Quoted passage>
**********

Gelatin-siloxane hybrid scaffolds with vascular endothelial growth factor induces brain tissue regeneration

Hanzhe Zhang; Tatsushi Kamiya; Takeshi Hayashi; Kanji Tsuru; Kentaro Deguchi; Violeta Lukic; Atsushi Tsuchiya; Toru Yamashita; Satoshi Hayakawa; Yoshio Ikeda; Akiyoshi Osaka; Koji Abe

doi:10.2174/156720208784310204

Gelatin-siloxane hybrid scaffolds with vascular endothelial growth factor induces brain tissue regeneration

Hanzhe Zhang, Tatsushi Kamiya, Takeshi Hayashi, Kanji Tsuru, Kentaro Deguchi, Violeta Lukic, Atsushi Tsuchiya, Toru Yamashita, Satoshi Hayakawa, Yoshio Ikeda, Akiyoshi Osaka, Koji Abe

Research output: Contribution to journal › Article › peer-review

12 Citations (Scopus)

**********

Stored data>

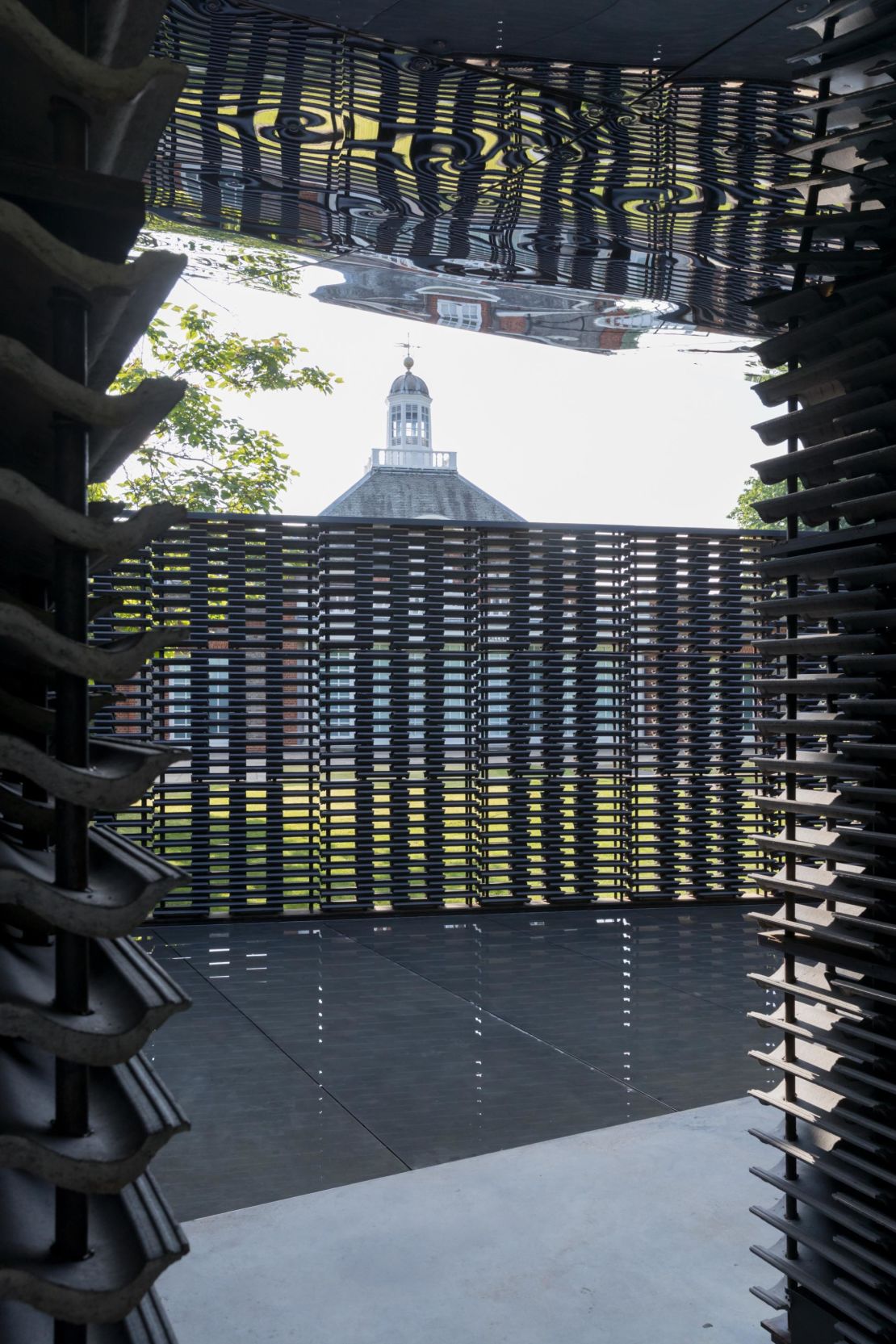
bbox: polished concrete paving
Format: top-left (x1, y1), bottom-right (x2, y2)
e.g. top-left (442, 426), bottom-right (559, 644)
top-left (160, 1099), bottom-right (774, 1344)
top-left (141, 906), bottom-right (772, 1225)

**********

How to complete this task>
According to the article record, how many Scopus citations does the paper have? Rely only on the article record.

Task solution>
12